> [Your objective]: Add 121 to every coordinate in the answers, and write out all lines, requests included, starting with the line that contains "[pin] red taillight" and going on through the last line.
Start of Data for the task
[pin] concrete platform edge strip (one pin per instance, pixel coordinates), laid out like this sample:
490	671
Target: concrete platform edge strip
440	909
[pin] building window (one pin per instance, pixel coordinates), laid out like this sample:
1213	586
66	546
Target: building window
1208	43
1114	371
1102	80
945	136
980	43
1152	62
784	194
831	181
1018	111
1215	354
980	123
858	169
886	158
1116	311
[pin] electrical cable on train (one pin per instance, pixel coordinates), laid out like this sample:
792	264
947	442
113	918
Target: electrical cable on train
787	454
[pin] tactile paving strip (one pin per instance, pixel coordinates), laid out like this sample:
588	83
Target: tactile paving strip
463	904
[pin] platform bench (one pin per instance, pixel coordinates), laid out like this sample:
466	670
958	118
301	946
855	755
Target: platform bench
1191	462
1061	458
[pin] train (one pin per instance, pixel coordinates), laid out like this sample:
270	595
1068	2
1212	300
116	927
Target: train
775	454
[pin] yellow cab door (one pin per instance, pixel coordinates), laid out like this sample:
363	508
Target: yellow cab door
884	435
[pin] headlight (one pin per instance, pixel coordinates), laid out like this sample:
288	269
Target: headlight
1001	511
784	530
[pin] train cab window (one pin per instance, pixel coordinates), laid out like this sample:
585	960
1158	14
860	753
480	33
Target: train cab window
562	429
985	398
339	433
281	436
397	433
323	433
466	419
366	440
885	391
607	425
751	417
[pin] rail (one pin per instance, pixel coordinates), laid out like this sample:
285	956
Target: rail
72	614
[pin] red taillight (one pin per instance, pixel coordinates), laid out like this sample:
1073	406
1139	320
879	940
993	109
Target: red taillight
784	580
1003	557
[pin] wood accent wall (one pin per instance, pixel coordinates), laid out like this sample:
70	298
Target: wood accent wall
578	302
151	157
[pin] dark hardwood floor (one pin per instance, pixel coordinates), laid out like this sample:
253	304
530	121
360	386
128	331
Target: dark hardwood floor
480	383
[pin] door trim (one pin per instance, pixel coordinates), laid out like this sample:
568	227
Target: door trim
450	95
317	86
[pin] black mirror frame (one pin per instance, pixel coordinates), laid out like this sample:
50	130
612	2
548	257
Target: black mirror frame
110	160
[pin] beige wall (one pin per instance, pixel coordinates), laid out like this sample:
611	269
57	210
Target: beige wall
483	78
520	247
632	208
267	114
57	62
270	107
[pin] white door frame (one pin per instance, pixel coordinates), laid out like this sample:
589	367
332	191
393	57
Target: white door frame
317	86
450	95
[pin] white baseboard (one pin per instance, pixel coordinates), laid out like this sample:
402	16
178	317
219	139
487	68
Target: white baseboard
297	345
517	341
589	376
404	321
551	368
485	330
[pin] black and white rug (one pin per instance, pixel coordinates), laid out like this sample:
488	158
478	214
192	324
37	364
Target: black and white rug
End of Data for the task
> [Solution to the problem]:
[pin] red taillight (one pin per instance, pixel coordinates), laid out like this sample:
1073	406
1139	320
879	940
993	109
Target: red taillight
905	701
1124	678
[pin] wood accent wall (one pin per instance, pixel coordinates), laid out like this sample:
70	298
Target: wood accent wall
699	423
272	278
[pin] dark hardwood floor (one pin per instance, pixel coordinates), laid out like this sample:
253	304
530	121
360	386
128	331
Target: dark hardwood floor
601	504
[pin] door trim (one pin per instance, pixel coordinates), laid out like this sample:
568	227
Target: door trim
571	216
438	207
[pin] black mirror frame (one pin per instance, pixel coordinates), laid out like this sample:
50	130
612	2
548	257
Target: black mirror frame
231	281
[pin] beige wall (one pin per instance, pixel coordinates), laid out like this sample:
611	269
57	210
Target: beige wall
604	199
641	368
753	329
388	235
178	183
391	228
[pin] white door frame (one pin per instance, pixel coordinates), laid out like this sample:
589	367
332	191
393	57
Target: white door frame
438	207
571	216
[pin] white baseboard (one pin per instance, pixel coordinates), laid out like this sample:
402	16
178	317
219	139
487	68
Target: white baseboard
418	466
638	462
710	497
525	442
672	489
606	451
[pin] black and white rug (one pin per instance, pixel coordinates), laid out like this sample:
488	158
478	214
192	324
37	364
Target: black and white rug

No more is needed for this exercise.